======== THE DATA ========

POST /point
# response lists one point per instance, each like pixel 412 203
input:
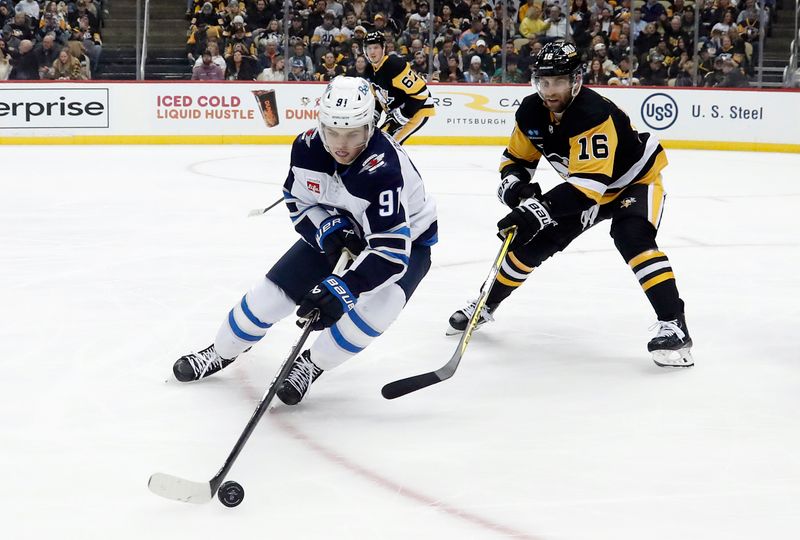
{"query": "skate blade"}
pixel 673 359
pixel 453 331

========
======== THE DATA ========

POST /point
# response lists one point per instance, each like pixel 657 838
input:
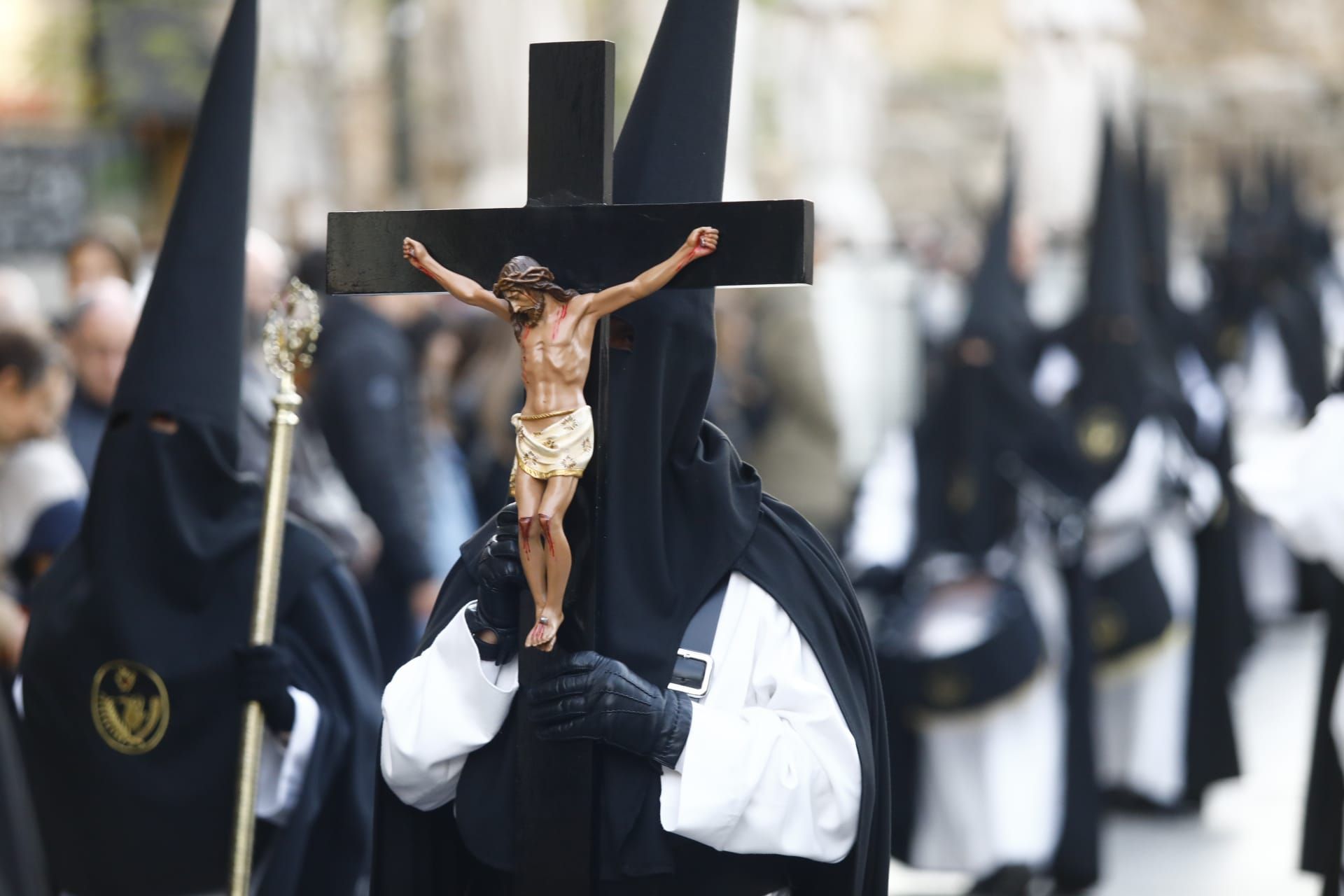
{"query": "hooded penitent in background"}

========
======== THE DATA ========

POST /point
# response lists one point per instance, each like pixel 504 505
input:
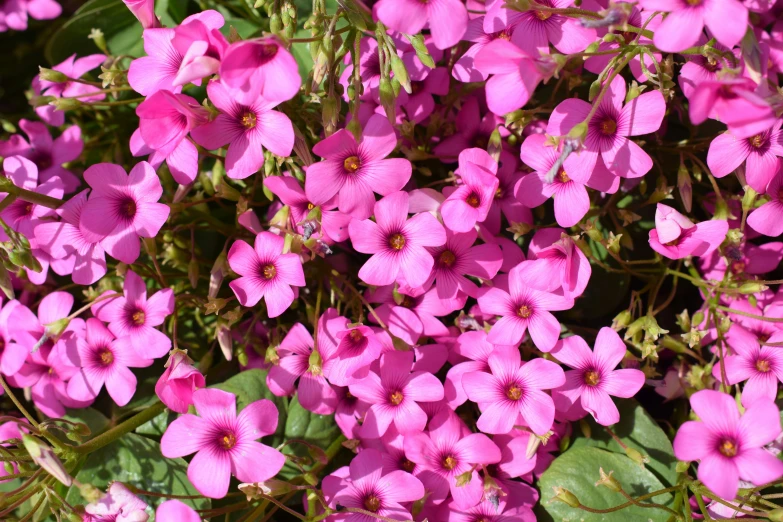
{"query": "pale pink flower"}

========

WHAT TO DO:
Count the lines above that contain the string "lists", matching case exactly. Reply with the number alone.

RESULT OF THE TASK:
3